● **Task requirements**
Each record that follows is to be transcribed exactly, excluding its images.

● **Records**
______________________________

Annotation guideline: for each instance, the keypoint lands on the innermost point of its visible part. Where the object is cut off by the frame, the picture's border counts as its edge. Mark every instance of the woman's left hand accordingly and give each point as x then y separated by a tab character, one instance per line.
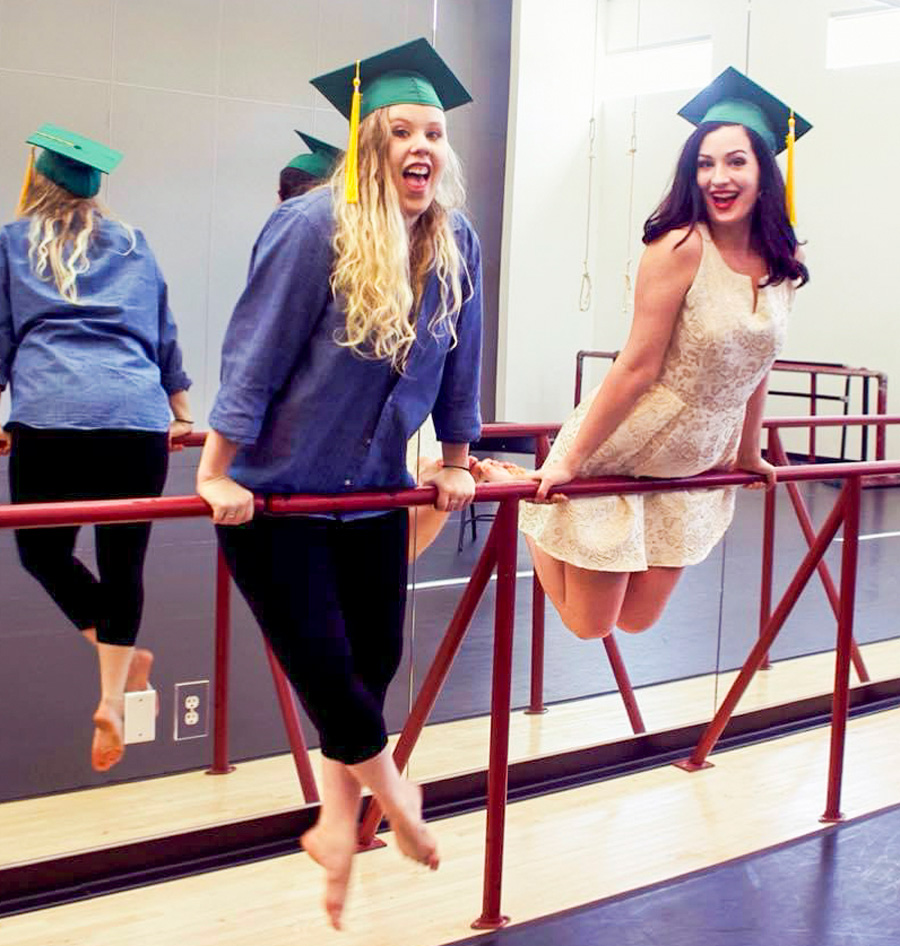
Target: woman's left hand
762	467
456	488
178	428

______________________________

● **Solution to the exercise**
Annotation guideline: for each instance, the keypoint lands on the innermost point of its visible part. Where the object is cut off by the frame, the picture's border counts as its edge. Mark every instance of the woman's left hand accordingly and give each point as x then y separated by a tab character, one instance per line.
Target: woman's left hand
762	467
456	488
178	428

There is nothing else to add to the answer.